[MATERIALS PROVIDED]
^^^^^^^^

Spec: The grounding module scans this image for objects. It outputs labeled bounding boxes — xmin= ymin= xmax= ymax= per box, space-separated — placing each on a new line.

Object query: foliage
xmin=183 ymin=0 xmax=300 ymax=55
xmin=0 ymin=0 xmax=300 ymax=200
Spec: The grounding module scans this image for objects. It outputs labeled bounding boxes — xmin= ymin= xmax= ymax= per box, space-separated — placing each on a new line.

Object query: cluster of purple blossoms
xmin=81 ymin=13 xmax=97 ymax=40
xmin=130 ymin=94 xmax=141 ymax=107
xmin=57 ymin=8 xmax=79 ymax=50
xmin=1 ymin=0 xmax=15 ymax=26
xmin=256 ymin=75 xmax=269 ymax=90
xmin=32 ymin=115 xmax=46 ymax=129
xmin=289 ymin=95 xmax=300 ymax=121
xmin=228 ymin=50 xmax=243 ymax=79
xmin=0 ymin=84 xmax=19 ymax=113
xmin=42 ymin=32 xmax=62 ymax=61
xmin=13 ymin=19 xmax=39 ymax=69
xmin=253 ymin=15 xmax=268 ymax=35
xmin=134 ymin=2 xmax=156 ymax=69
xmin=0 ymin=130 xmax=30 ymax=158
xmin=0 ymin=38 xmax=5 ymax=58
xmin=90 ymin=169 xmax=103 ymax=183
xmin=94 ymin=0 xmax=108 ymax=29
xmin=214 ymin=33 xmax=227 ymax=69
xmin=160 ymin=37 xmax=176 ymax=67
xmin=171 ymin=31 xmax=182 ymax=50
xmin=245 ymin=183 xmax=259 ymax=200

^^^^^^^^

[PROBLEM]
Return the lines character for character, beginning at the first line of the items and stopping after the line containing "xmin=0 ymin=0 xmax=300 ymax=200". Include both boundary lines.

[OUTPUT OF THE TASK]
Spec: The grounding module scans this image for objects. It outputs labeled bounding boxes — xmin= ymin= xmax= ymax= per box, space-separated — placing each on a new line.

Object query: foliage
xmin=183 ymin=0 xmax=300 ymax=55
xmin=0 ymin=0 xmax=300 ymax=200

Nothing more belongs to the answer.